**PAGE EXCERPT:**
If you want to, you can imagine the classic film score by Howard Shore playing in the background.
Five years ago, before we made our triumphant return to game development, we released a 23-minute long film called 'The Mutants'. The short film took little under a year to produce, and was ultimately my thesis work for my Bachelor's Degree. Yes, I was definitely that weird art school kid.
The Mutants tells the story of a futuristic gladiator game, where super-powerful mutants battle till the death. It's a kind of Running Man (1987) meets Death Race 2000 (1975) type of story with a colorful mix of action game tropes.
The overall effect we had in mind was comical.
We did consider some elements to be too silly, which we then cut from the script.
It was an extremely fun project to make, and although the language of the film is Finnish, we soon released English subtitles to it. At that point we had done multiple short film projects with the same group, and had already figured out the dynamics of our team, and who could do what. The film was shot in two cities, many miles apart, and it got its final cut in a student flat in Pori, where I lived at that time.
Shooting the film required a lot of work from everyone on the set. There were lights to set up, smoke machine to operate, locations to turn into film sets and a number of practical special effects. Many of the shots included visual effects which would be added in later, so they had to be storyboarded and carefully thought.
Most of the post-production was done by myself, but a fellow Rayhouse member, Miika Puurunen, also helped me with the effects. The fantastically retro soundtrack was done by Eetu Suoranta, the same man responsible for Kalaban's musical score.
I think the film gave most to the people who made it, but we also received positive feedback on release from friends, family and many of the students at my school. It was, first and foremost, meant as a parody and satire of old action games, and their carefree approach to storytelling.
After the release, one of the comments I heard about the product was that "it was another zombie film", which struck me as odd, because there were no zombies in it. The overall look and atmosphere felt weird and unique to me, balancing between intentional parody and unintended camp reflecting our filmmaking skills at the time.

**WORK INSTRUCTIONS:**
1) Name every person the short-film article mentions by full name.
2) Repeat word for word the part of the short-film article starting with "Most of the" and going on through "Kalaban's musical score.".
Rely only on the short-film article for the tasks that follow it.

**ITEMS:**
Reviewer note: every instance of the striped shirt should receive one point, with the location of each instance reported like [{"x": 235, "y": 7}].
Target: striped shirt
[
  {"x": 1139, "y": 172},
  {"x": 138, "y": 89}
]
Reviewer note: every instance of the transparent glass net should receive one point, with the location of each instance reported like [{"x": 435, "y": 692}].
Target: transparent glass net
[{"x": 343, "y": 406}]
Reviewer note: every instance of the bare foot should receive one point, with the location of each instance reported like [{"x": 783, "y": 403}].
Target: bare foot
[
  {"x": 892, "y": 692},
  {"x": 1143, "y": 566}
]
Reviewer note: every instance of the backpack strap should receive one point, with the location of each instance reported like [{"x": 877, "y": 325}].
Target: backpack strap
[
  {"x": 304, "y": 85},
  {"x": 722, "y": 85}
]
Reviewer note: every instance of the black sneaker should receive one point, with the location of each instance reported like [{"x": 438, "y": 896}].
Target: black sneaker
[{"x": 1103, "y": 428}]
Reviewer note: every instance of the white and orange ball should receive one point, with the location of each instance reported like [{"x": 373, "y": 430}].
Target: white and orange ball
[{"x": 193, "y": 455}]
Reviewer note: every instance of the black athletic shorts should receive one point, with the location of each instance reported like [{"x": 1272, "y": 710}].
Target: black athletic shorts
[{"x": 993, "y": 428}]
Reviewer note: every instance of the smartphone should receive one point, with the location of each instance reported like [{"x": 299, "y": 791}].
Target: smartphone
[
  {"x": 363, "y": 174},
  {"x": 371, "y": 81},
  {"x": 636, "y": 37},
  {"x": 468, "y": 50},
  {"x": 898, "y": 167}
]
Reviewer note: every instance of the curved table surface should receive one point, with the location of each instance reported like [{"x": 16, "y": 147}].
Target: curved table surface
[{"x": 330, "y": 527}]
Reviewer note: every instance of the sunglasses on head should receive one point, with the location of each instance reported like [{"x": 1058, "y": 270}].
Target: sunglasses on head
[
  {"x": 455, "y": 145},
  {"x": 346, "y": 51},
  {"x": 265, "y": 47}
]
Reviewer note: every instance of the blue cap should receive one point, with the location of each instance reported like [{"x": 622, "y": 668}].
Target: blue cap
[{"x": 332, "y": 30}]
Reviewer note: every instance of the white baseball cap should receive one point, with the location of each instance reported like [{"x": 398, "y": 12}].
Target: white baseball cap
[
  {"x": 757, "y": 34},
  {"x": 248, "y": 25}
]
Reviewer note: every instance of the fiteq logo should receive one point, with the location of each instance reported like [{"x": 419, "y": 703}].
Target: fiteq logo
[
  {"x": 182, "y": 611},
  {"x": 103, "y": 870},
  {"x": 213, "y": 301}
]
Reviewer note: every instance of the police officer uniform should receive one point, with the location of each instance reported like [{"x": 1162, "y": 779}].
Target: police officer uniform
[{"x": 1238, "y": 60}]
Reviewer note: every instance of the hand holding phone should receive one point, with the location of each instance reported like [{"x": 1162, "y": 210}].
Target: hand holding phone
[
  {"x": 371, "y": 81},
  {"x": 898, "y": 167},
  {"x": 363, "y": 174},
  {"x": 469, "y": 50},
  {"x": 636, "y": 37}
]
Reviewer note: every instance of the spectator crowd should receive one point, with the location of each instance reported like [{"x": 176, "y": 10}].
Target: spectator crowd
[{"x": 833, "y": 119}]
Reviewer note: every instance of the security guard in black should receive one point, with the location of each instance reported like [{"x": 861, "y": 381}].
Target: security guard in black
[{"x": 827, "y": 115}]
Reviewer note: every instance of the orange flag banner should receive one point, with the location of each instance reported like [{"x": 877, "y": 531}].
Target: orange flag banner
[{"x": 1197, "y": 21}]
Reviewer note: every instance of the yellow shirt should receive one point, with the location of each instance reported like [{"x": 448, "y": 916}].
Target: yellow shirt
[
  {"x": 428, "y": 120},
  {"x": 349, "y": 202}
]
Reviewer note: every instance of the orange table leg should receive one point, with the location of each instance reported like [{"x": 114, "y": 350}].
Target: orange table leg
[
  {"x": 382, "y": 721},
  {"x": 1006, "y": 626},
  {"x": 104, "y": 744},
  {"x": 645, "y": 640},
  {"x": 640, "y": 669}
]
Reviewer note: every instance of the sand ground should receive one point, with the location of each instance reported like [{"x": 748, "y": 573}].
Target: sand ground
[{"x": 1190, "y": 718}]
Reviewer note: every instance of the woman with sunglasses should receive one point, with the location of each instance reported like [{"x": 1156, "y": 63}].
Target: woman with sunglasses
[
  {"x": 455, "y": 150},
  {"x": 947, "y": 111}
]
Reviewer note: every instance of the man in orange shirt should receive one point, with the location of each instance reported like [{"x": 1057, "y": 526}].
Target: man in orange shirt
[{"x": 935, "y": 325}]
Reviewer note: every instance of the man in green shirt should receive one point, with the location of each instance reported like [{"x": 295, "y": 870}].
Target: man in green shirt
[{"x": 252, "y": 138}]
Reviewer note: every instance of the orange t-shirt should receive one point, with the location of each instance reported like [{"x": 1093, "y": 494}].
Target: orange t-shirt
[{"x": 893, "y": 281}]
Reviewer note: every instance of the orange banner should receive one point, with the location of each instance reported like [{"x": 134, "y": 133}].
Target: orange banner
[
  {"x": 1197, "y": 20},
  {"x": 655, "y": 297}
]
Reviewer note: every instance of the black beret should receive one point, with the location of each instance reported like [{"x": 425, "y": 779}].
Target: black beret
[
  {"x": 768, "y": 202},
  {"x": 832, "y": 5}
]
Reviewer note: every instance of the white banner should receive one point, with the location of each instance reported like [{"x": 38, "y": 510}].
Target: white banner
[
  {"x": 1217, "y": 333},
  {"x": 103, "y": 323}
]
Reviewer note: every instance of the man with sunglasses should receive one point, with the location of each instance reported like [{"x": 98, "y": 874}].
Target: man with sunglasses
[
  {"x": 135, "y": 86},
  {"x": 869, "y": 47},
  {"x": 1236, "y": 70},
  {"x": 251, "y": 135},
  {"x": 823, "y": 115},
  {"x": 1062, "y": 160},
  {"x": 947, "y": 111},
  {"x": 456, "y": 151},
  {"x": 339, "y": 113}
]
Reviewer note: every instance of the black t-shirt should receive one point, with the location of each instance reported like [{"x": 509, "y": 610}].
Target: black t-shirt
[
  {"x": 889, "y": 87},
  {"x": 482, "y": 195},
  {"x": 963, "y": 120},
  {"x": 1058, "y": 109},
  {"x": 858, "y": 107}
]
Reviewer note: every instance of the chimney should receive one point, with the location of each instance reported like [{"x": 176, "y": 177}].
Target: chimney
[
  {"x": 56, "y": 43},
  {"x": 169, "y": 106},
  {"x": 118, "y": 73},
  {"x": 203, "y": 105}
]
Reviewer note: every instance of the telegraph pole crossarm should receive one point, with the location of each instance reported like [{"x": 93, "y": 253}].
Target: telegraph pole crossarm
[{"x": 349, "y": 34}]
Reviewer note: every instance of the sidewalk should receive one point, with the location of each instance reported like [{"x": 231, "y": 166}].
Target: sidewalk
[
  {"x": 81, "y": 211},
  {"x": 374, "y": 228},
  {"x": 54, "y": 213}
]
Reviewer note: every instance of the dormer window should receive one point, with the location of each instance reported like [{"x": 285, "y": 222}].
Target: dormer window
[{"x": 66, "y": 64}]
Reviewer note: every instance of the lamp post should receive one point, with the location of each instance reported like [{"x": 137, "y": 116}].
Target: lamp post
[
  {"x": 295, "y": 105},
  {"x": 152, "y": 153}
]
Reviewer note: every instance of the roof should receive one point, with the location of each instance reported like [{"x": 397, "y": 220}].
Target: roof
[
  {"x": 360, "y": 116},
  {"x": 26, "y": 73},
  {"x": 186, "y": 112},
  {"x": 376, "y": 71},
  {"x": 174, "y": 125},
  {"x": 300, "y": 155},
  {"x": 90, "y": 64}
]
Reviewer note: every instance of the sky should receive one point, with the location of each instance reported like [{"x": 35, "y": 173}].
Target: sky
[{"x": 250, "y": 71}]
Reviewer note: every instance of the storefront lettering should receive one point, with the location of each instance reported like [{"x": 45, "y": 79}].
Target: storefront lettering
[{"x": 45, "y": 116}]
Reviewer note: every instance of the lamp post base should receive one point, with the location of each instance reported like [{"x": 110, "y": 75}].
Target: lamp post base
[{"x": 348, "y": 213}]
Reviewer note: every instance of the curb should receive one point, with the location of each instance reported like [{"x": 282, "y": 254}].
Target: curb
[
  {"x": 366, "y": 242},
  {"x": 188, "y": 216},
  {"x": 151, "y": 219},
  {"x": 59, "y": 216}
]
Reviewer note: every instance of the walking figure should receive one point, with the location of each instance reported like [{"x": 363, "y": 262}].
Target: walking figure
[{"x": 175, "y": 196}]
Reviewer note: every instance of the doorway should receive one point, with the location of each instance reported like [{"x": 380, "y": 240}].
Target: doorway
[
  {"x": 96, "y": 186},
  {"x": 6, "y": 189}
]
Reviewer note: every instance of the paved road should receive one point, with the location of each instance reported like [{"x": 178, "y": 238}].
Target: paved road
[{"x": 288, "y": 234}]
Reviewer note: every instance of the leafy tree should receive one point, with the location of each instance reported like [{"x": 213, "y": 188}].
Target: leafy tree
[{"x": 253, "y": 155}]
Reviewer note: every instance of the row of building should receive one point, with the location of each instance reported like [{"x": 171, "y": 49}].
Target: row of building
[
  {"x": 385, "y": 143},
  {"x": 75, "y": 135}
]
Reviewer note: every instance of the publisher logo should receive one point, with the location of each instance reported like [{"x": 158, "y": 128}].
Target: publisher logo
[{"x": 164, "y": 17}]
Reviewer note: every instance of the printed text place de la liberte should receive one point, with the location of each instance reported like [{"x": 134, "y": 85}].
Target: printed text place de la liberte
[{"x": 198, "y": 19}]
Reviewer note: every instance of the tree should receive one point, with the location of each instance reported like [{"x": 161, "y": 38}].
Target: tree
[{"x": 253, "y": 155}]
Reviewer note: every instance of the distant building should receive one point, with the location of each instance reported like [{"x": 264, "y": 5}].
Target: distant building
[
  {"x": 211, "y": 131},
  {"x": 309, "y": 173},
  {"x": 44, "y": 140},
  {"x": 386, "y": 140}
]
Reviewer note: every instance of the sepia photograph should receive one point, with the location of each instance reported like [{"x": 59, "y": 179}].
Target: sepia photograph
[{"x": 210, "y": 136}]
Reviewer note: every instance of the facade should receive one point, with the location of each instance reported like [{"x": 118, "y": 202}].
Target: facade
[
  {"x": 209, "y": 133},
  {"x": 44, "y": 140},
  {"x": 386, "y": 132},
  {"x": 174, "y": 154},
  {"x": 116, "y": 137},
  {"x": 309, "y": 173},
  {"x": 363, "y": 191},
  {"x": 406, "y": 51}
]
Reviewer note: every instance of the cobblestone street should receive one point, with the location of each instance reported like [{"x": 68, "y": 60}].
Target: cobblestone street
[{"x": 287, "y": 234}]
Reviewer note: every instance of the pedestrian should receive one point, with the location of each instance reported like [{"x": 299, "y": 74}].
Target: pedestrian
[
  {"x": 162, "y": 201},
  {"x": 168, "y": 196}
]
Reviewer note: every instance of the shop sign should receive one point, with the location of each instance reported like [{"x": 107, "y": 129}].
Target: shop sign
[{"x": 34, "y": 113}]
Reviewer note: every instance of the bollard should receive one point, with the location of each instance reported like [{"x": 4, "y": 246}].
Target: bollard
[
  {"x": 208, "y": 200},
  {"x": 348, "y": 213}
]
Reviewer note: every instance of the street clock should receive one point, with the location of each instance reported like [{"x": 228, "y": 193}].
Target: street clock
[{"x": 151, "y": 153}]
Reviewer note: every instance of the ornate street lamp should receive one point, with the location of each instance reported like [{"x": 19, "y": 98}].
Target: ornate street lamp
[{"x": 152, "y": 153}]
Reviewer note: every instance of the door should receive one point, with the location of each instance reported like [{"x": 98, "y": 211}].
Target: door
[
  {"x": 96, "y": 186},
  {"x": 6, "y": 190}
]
--
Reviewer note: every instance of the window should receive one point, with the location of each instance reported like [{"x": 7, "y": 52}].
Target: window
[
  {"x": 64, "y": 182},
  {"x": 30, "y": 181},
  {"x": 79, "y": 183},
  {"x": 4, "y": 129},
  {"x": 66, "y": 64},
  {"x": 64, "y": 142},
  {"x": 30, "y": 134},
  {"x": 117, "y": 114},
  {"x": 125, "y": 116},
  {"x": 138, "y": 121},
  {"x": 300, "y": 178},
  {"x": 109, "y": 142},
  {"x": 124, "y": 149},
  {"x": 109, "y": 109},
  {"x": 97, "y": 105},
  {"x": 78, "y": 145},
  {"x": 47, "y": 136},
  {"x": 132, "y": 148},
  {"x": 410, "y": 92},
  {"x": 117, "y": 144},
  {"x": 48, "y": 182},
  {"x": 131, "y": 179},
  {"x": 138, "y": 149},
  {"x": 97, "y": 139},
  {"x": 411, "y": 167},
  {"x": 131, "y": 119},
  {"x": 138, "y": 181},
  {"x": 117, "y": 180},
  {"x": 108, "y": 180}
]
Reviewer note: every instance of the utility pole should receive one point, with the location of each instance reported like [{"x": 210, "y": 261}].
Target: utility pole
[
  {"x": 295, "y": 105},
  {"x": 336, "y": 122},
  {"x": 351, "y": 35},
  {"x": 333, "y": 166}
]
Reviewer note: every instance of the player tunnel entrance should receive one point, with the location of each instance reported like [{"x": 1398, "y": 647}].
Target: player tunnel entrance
---
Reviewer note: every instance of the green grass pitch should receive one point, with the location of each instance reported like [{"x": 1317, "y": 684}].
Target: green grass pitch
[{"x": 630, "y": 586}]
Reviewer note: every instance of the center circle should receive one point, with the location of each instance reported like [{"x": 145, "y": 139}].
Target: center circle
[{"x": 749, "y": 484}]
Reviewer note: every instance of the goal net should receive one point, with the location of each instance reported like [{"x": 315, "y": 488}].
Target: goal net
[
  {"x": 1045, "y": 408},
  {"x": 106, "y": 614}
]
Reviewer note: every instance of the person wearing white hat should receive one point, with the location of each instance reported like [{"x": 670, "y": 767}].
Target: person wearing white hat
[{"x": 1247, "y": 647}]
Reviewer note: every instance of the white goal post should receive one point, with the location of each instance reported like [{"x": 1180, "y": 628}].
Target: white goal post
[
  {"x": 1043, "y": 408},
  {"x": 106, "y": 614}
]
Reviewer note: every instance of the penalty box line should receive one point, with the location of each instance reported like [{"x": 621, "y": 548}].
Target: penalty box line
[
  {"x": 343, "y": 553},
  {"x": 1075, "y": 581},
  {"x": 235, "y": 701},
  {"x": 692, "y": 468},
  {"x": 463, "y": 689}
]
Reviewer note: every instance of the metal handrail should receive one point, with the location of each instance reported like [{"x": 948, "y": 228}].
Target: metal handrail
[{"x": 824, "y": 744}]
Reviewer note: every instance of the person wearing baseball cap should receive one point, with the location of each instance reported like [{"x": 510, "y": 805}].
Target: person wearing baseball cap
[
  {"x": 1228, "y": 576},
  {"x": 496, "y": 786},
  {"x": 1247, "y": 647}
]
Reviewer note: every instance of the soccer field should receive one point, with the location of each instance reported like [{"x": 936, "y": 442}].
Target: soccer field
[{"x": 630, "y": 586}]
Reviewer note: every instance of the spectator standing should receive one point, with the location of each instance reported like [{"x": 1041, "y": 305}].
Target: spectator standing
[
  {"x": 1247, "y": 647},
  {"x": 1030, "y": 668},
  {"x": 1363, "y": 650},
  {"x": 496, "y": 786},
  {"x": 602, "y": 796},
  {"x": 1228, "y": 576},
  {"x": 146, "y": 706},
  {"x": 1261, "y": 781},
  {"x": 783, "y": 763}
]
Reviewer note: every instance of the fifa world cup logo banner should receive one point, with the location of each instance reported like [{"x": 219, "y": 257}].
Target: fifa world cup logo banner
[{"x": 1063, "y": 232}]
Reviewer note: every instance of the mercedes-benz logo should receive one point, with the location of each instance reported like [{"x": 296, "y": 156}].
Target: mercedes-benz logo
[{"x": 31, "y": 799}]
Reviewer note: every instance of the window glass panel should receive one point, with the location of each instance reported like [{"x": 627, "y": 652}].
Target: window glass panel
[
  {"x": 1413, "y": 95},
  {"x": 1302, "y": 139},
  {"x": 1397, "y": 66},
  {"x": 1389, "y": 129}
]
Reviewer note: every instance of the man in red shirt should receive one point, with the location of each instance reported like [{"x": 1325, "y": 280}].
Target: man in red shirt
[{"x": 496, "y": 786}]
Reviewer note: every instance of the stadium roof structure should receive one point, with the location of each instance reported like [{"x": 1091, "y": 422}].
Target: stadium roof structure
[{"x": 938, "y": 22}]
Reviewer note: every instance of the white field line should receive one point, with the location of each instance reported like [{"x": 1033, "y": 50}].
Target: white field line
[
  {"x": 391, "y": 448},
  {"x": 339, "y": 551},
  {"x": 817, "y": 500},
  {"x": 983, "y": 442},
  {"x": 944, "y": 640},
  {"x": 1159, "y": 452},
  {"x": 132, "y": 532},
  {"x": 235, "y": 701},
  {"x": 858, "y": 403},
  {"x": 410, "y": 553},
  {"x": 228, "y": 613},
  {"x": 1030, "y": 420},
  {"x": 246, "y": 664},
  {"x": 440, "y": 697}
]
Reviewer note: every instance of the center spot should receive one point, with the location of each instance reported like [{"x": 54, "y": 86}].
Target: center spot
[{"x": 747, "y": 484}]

**OUTPUTS FOR THE TASKS:**
1) Howard Shore, Miika Puurunen, Eetu Suoranta

2)
Most of the post-production was done by myself, but a fellow Rayhouse member, Miika Puurunen, also helped me with the effects. The fantastically retro soundtrack was done by Eetu Suoranta, the same man responsible for Kalaban's musical score.